EXTRAIT PRÉSENTÉ:
* * * *
Devant la qualité des tapuscrits parvenant régulièrement aux Editions Hypallage, parmi lesquels il est parfois bien difficile de choisir, je me suis amusée à imaginer quelle réponse pourrait être envoyée si tel ou tel auteur à succès venait à nous présenter son tapuscrit. En guise d’exemple, imaginons qu’un certain Guillaume Musso à ses débuts nous ait envoyé son livre, en vue d’une demande d’édition. Voici la réponse que je lui aurais apportée si le comité de lecture m’avait chargée de rédiger le refus.

 

 

Cher Monsieur,

 

Nous avons bien reçu votre texte Et après, et vous en remercions. J’ai pu constater que vous êtes friand de ce genre d’intitulés : « Et ensuite », « Le jour d’avant la veille », « En ce moment », « Présentement », « Après-demain »… S’il ne s’agissait que de changer le titre, nos éditions pourraient s’en charger et vous en proposer un autre.

 

Pour ce qui est de votre synopsis, certes assez « bateau », mais grand public, il aurait pu être considéré comme un simple support pour un exercice de style qui, lui, eut été exceptionnel. Or, c’est là précisément que le bât blesse. Vous l’aurez compris, nous ne pouvons accepter votre roman, et ce en raison principalement de votre style, ou plutôt de votre absence de style. Ne souhaitant cependant pas vous laisser dans la nature sans vous souffler quelques pistes de réflexion, je me permets ici de développer ce dernier point.

 

J’ai remarqué qu’il vous arrive, par exemple, de vous essayer à la description, pause nécessaire dans tout roman pour permettre au lecteur de reprendre ses esprits après une accélération de l’action (même si par exemple d’excellents auteurs comme Erwan Séry en usent très peu), ou bien par exemple pour camper le décor d’une scène, en annonçant à travers la description la teneur de ce qui va se jouer. Or, vos descriptions décrivent, c’est tout. Ou plutôt énoncent. Puis, vous passez très vite à autre chose. Nous ne sommes pourtant pas dans un film de cinéma américain où tout doit aller très vite ; du moins je ne pense pas que ce soit ce que vous recherchez. Si c’était le cas, je vous conseillerais, comme je pourrais également le suggérer à Mark Lévy, d’écrire des scénarii pour le grand écran, domaine dans lequel vous pourriez réussir.

 

Mais dans un roman, décrire ne consiste pas simplement à nommer les éléments du paysage, ou les meubles composant telle pièce, et de conclure que tout cela dégage une atmosphère lugubre, ou cossue, ou je ne sais quoi encore. Il s’agit au contraire, par le choix judicieux des mots et le pouvoir de l’évocation (il existe de nombreuses figures de style permettant cela), de suggérer cette atmosphère ; ainsi vous n’aurez pas même à la nommer. Le lecteur aura compris de lui-même.
* * * *
(Un bloc de données)
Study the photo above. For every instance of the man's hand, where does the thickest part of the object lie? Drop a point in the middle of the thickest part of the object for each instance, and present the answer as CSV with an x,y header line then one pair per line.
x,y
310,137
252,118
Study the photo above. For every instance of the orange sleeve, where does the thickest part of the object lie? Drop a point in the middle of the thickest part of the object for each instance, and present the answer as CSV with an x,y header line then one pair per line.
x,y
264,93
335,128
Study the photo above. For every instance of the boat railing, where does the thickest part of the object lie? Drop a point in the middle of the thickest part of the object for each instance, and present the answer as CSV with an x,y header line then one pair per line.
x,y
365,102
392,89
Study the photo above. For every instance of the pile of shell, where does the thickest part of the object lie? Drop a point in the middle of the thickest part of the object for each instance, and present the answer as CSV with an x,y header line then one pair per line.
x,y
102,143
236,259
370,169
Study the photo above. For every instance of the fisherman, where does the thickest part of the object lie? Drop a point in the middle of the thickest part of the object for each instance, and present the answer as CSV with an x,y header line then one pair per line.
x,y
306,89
* * * *
TRAVAIL DEMANDÉ:
[a] Relevez chaque ligne des enregistrements contenant la chaîne « orange ».
[b] Reprenez la lettre de refus imaginaire et poursuivez-la à partir de sa dernière phrase.

RÉSULTATS ATTENDUS:
[a]
Study the photo above. For every instance of the orange sleeve, where does the thickest part of the object lie? Drop a point in the middle of the thickest part of the object for each instance, and present the answer as CSV with an x,y header line then one pair per line.

[b]
 

Il en va de même pour les personnages. Plutôt que de décrire le personnage par sa taille, la couleur de ses cheveux ou de son veston, pour terminer en ajoutant qu’il dégage une certaine « présence », il serait préférable que, soit par la description du personnage, soit par la force des dialogues, soit par tout autre moyen, vous parveniez à dégager cette impression de toute sa personne en ne gardant que les éléments descriptifs allant dans ce sens. Et là encore vous n’aurez même pas à utiliser le mot « présence », car le lecteur aura déjà ressenti cette « présence » du personnage.

 

Vous comprenez, votre écriture évoque la démarche du moineau, sautillant de droite à gauche, picorant de-ci de-là sans jamais se fixer réellement sur quelque chose. Et notre lecture sautille avec vous, ce qui est très fatigant. Pas de mots de liaison, parfois pas de lien tout court entre deux idées, pas d’usage de la relative et, qui plus est, un vocabulaire des plus sommaire. Je me suis même demandé si cet appauvrissement systématique de la langue, ce parti-pris de choisir systématiquement le mot le moins recherché, le plus basique, le plus creux, n’était pas un choix littéraire, une volonté de vulgarisation de la langue française comme cela a pu être fait avec la réécriture récente des classiques enfantins. Sachez que même si nous vous laissions le bénéfice du doute, nous vous opposerions le même refus, cet appauvrissement de la langue n’entrant pas dans notre ligne éditoriale. En revanche, si vous souhaitiez vous améliorer sur ce point, je ne saurais trop vous conseiller l’usage d’un dictionnaire des synonymes qui vous permettrait, tout en enrichissant votre texte, d’enrichir du même coup votre vocabulaire.

 

Je ne m’étalerai pas plus dans cette lettre, sachant que nous avons beaucoup d’autres textes d’auteurs à étudier. Si vous souhaitiez toutefois persister dans la recherche d’un éditeur, je vous suggère de proposer votre texte aux éditions XO, qui sont beaucoup moins exigeantes que nous.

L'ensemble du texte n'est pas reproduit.